- INPUT
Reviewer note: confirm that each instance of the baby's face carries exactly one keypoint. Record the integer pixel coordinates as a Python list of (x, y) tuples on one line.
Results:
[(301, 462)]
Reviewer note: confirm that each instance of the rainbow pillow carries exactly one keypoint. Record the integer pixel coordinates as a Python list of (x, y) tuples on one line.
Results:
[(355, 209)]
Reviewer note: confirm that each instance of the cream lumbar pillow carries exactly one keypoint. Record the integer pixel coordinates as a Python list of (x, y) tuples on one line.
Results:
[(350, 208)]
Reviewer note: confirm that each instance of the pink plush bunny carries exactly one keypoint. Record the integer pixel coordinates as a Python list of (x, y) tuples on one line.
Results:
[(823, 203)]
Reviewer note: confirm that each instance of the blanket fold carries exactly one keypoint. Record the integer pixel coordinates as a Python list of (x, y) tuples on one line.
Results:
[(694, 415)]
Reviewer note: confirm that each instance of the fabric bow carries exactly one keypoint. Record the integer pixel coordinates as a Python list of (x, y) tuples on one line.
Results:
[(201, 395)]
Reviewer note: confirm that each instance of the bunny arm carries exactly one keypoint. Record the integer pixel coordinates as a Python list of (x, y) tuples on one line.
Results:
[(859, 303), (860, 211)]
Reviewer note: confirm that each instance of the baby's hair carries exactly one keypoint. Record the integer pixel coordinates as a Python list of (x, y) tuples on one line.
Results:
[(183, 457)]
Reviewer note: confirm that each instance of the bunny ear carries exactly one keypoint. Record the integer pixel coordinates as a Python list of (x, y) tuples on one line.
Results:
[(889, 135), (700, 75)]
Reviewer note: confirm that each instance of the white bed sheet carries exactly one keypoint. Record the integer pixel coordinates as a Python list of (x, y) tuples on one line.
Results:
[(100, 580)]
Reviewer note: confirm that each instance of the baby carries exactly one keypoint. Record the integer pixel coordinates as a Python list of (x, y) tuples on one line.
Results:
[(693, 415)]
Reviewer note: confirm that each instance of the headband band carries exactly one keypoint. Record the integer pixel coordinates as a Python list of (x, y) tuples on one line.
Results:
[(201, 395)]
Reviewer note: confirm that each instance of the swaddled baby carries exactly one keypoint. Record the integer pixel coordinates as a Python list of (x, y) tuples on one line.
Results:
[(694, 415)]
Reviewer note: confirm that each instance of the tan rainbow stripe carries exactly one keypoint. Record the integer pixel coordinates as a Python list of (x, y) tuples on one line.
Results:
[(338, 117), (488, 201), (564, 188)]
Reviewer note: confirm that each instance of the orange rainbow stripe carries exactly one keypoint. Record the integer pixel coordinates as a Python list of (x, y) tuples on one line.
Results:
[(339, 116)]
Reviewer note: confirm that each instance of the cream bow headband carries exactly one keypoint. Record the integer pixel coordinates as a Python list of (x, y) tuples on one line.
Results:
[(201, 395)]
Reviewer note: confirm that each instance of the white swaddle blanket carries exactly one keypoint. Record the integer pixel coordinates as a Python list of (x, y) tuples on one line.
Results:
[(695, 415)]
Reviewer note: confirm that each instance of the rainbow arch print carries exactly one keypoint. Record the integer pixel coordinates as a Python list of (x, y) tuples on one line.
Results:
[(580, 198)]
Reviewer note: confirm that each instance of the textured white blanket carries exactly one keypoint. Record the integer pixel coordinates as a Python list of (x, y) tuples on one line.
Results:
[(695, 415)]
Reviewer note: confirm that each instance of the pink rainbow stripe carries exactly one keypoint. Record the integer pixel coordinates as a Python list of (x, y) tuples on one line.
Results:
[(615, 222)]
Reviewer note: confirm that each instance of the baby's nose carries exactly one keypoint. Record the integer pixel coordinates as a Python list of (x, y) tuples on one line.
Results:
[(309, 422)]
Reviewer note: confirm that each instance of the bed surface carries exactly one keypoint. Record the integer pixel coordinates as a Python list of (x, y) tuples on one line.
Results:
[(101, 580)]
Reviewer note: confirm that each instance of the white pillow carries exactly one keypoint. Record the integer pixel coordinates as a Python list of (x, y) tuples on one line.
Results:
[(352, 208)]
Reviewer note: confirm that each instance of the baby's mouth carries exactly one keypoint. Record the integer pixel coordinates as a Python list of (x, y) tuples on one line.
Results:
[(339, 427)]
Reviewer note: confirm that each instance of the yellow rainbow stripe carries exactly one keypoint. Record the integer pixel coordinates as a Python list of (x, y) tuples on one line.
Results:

- REQUEST
Please format the listing, starting at the line containing "Reviewer note: confirm that each instance of the white swaddle" and ending at the line containing "[(352, 208)]", as a two-column CSV with the headers note and result. Give one row per reviewer note with its result list, and put each value in a single quoted field with any line breaks replaced by spaces.

- EXPECTED ANSWER
note,result
"Reviewer note: confirm that each instance of the white swaddle blanket carries exactly one keypoint. Record the integer pixel coordinates as a Python list of (x, y) tuples on one line. Results:","[(695, 415)]"
"Reviewer note: confirm that each instance of the rainbow arch print carries exactly one keypoint. Record the integer pixel coordinates as a Python list of (x, y) tuples on one line. Results:","[(580, 198)]"
"Reviewer note: confirm that each instance of the textured white blanket carries exactly one keypoint. Record the integer pixel coordinates as a Python list of (x, y) tuples on one line. Results:","[(695, 415)]"
"Reviewer note: confirm that each instance of the pink rainbow stripe carries exactly one keypoint. Record the integer pixel coordinates as a Python list of (x, y) tuples on one line. Results:","[(615, 222)]"
"Reviewer note: confirm that each instance of the baby's nose carries exactly one keypoint. Record the integer pixel coordinates as a Python list of (x, y) tuples on one line. Results:","[(309, 422)]"
"Reviewer note: confirm that each instance of the bed surface carries exactly one keypoint. Record the integer pixel coordinates as a Python list of (x, y) tuples on one line. Results:","[(101, 580)]"
"Reviewer note: confirm that each instance of the white pillow carries exactly one keypoint. Record the integer pixel coordinates as a Python list of (x, y) tuples on one line. Results:","[(352, 208)]"